▸ Aim
Convert every line in the items below into a JSON list of strings, with one string per line and no blank lines.
■ ■ ■ ■ ■ ■ ■
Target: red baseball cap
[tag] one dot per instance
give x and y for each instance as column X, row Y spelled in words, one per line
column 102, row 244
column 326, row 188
■ ■ ■ ■ ■ ■ ■
▸ Result of the exercise
[
  "Target: red baseball cap",
  "[tag] one dot per instance",
  "give x and y for each instance as column X, row Y spelled in words, one per line",
  "column 102, row 244",
  "column 326, row 188"
]